● **Information shown**:
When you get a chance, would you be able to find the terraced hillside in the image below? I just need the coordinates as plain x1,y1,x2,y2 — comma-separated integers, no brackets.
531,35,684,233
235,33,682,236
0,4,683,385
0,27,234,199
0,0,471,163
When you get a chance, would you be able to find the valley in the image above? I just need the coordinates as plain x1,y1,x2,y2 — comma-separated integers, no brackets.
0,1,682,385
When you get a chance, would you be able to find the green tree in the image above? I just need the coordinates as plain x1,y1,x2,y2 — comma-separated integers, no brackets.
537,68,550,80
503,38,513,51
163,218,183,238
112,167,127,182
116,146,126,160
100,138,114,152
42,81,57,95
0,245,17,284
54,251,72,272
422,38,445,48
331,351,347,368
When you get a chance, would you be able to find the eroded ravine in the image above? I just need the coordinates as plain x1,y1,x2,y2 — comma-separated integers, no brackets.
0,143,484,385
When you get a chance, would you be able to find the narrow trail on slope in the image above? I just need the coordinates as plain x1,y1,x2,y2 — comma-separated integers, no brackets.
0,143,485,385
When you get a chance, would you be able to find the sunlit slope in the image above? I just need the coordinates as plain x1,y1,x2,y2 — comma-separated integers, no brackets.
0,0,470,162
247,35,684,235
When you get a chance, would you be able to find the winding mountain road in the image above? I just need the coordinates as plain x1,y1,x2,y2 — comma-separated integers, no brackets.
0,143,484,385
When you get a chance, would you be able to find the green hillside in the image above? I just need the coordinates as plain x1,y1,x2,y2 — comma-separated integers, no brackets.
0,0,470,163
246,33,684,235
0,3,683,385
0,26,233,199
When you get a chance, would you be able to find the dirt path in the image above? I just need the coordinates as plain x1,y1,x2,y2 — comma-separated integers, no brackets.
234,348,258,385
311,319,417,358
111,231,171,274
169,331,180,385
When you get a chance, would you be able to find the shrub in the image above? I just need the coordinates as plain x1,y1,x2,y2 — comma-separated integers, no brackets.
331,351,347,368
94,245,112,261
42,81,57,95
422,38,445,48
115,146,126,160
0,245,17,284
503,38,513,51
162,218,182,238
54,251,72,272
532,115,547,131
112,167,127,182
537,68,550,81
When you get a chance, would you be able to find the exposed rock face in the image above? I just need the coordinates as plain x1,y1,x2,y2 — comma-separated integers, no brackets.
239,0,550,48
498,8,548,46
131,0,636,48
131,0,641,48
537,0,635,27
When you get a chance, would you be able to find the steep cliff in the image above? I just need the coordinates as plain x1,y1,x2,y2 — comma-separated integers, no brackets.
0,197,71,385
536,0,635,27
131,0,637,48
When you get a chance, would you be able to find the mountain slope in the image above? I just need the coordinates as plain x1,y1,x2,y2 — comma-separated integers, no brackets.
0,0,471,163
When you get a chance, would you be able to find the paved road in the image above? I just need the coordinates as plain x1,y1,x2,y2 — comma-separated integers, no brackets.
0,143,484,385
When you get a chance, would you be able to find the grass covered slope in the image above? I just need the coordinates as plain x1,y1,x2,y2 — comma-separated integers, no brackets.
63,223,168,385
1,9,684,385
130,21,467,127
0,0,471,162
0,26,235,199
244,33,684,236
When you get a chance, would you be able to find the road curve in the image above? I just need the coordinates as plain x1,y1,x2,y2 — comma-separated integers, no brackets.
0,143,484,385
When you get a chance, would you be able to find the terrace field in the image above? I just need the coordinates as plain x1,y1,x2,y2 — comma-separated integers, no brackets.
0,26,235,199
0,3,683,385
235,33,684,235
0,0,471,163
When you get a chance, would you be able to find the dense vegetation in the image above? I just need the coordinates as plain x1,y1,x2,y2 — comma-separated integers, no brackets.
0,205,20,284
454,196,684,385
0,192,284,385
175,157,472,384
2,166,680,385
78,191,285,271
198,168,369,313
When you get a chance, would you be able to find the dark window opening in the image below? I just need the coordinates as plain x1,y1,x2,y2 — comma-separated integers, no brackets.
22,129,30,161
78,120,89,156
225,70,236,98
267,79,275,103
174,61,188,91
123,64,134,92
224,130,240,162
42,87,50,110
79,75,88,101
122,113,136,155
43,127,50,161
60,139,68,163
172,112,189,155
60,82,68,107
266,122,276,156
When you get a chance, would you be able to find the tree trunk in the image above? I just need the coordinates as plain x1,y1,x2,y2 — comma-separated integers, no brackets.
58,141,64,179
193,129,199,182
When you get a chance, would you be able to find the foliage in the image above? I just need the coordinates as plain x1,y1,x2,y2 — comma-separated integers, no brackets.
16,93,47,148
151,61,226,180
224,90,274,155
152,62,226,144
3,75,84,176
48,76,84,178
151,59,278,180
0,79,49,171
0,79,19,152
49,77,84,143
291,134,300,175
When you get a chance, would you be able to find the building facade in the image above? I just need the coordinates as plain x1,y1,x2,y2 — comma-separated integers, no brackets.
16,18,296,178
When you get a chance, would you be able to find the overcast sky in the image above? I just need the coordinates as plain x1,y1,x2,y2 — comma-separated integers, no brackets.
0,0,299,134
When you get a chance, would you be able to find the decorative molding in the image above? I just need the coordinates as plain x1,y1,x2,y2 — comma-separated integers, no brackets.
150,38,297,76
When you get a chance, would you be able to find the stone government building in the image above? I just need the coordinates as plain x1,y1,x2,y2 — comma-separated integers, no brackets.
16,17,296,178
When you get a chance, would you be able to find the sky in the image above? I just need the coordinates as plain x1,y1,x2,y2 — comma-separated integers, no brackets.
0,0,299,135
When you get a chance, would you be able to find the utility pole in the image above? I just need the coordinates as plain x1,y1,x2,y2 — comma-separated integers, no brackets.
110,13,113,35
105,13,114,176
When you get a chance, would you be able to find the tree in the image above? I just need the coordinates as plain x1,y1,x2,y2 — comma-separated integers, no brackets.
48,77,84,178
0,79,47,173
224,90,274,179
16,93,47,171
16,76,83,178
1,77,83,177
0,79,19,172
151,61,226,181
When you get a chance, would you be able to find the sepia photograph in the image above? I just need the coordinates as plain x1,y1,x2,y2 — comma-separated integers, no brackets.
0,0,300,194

● **Exercise description**: Output a faithful copy of every entry, keeping each line as written.

● **Exercise output**:
When you get a chance, would you be able to find the terraced hillside in the image below? I just need the coordinates as plain x1,y1,x2,y2 — comma-separated integers, no brackets.
531,35,684,233
235,33,682,236
0,4,683,385
0,27,234,199
0,0,471,163
When you get a chance, would you be able to find the valley in the image above? I just need the coordinates as plain x1,y1,x2,y2 — comma-separated integers, no brackets.
0,1,682,385
When you get a chance, would you be able to find the green tree in the image above? I just need the coordinates as plain x1,y1,x2,y2 — comma-separated integers, no brackets.
537,68,550,80
503,38,513,51
163,218,183,238
112,167,127,182
116,146,126,160
100,138,114,152
42,81,57,95
0,245,17,284
54,251,72,272
422,38,445,48
331,351,347,368
When you get a chance, would you be able to find the eroded ravine in the image above? I just need the coordinates as plain x1,y1,x2,y2 — comma-separated integers, no brackets.
0,143,484,385
When you get a chance, would you be able to find the narrow trail on slope in the image above? I just need the coordinates as plain x1,y1,x2,y2 — comma-separated integers, no brackets.
0,143,485,385
When you get a chance, would you be able to find the sunlit slope in the image above? I just need the coordinates as plain x1,y1,x2,y2 — comma-separated integers, no brackets.
0,0,470,162
247,35,684,235
When you get a chance, would you be able to find the winding mountain road in the image above? I just need the coordinates as plain x1,y1,x2,y2 — comma-separated integers, no brackets.
0,143,484,385
When you get a chance, would you be able to find the green hillside in the image above? I just need the coordinates as plain x1,y1,x2,y2 — comma-separated integers, no brackets.
0,0,470,163
246,33,684,235
0,3,683,385
0,26,233,199
When you get a chance, would you be able to find the dirt path in the image above? I just need the coordinates as plain x1,y1,x2,y2 — comma-separated integers, no brackets.
234,348,258,385
311,319,417,358
111,231,171,274
169,331,180,385
When you get a chance, would you be able to find the shrub in the image above? I just need the coordinates as plain x1,y1,x2,y2 — comma-separated integers, no brackets.
331,351,347,368
94,245,112,261
42,81,57,95
422,38,445,48
115,146,126,160
0,245,17,284
503,38,513,51
162,218,182,238
54,251,72,272
532,115,547,131
112,167,127,182
537,68,550,81
When you get a chance, would you be able to find the exposed rock face in the image above? I just need the coordinates as plain x1,y1,x2,y2 — comma-separated integers, no brackets.
239,0,550,48
498,8,548,46
131,0,636,48
131,0,641,48
537,0,635,27
When you get a chance, would you be able to find the steep cliff in the image above? I just need the coordinates as plain x1,y1,x2,y2 — comma-separated integers, no brackets.
0,197,71,385
536,0,635,27
131,0,637,48
When you get a chance, would you be able to find the mountain slope in the image above? I just need the coordinates as plain x1,y1,x2,y2 — comma-separated integers, no brackets.
0,0,471,163
When you get a chance, would you be able to find the paved road in the image above? I just need the coordinates as plain x1,y1,x2,y2 — comma-separated integers, no brackets.
0,143,484,385
When you get a chance, would you be able to find the grass covered slope in the image above? I just need the coordinates as plain x1,y1,x2,y2 — comma-separated integers, no brackets.
63,223,168,385
1,9,684,385
130,21,467,127
0,0,471,162
0,26,235,199
244,33,684,236
When you get a chance, would you be able to find the road curve in the image above? I just need the coordinates as plain x1,y1,x2,y2 — comma-separated integers, no brackets.
0,143,484,385
When you get a chance, would you be able to find the terrace field in the image above? I just need the coordinates as plain x1,y1,x2,y2 — comma-separated integers, no brackets.
0,26,235,199
0,3,683,385
235,33,684,235
0,0,471,163
When you get a chance, would you be able to find the dense vegetation in the image above? I just need the coordinates as plain x1,y1,x2,y2 — comma-separated integers, no brackets.
0,205,20,284
454,196,684,385
0,192,284,385
175,157,472,384
2,166,680,385
78,191,285,271
198,168,369,313
When you get a chance, would you be able to find the dark window opening in the image below? I just need the coordinates as plain x1,y1,x2,y2 — comma-separated integers, no brackets.
22,129,30,161
78,120,89,156
225,70,236,98
267,79,275,103
174,61,188,91
123,64,134,92
224,130,240,162
42,87,50,110
79,75,88,101
122,113,136,155
43,127,50,161
60,139,68,163
172,112,189,155
60,82,68,107
266,122,276,156
When you get a chance, would you be able to find the tree trunk in the image above? I just need the coordinates as plain x1,y1,x2,y2 — comma-separated integers, no brackets.
58,141,64,179
193,129,199,182
When you get a chance, would you be able to find the foliage in the image above? I just need the coordinates as plain x1,y1,x2,y2 — comma-separated integers, no brackets.
16,93,47,148
151,61,226,180
224,90,274,155
152,62,226,144
3,75,84,176
48,76,84,178
151,59,278,180
0,79,49,171
0,79,19,152
49,77,84,143
291,134,300,175
When you get a chance, would you be able to find the building facade in the image above? I just need the coordinates as plain x1,y1,x2,y2 — comma-separated integers, no brackets.
16,18,296,178
When you get a chance, would you be able to find the overcast sky in the image above? I just need the coordinates as plain x1,y1,x2,y2 — comma-separated integers, no brackets.
0,0,299,134
When you get a chance, would you be able to find the decorative molding in the image above? I just need the coordinates as plain x1,y1,x2,y2 — comma-separated integers, no brackets.
150,38,297,76
When you get a chance, would you be able to find the stone government building in the image above? I just need the coordinates as plain x1,y1,x2,y2 — comma-separated integers, no brackets.
16,17,296,178
When you get a chance, would you be able to find the sky in the image above? I just need the coordinates as plain x1,y1,x2,y2 — comma-separated integers, no brackets.
0,0,299,135
When you get a chance, would you be able to find the utility pole in the image above? I just need the coordinates as plain x1,y1,x2,y2 — comma-separated integers, no brackets.
110,13,113,35
105,13,114,176
When you get a chance, would you be able to find the tree in the image above? I just need the coordinates as plain x1,y1,x2,y2 — comma-separated integers, no brackets.
48,77,84,178
0,79,47,173
224,90,274,179
16,93,47,171
16,76,83,178
1,77,83,177
0,79,19,172
151,61,226,181
When you get a chance, would you be able to find the sepia photograph in the image above? I just need the coordinates as plain x1,y1,x2,y2 — comma-separated integers, no brackets.
0,0,300,194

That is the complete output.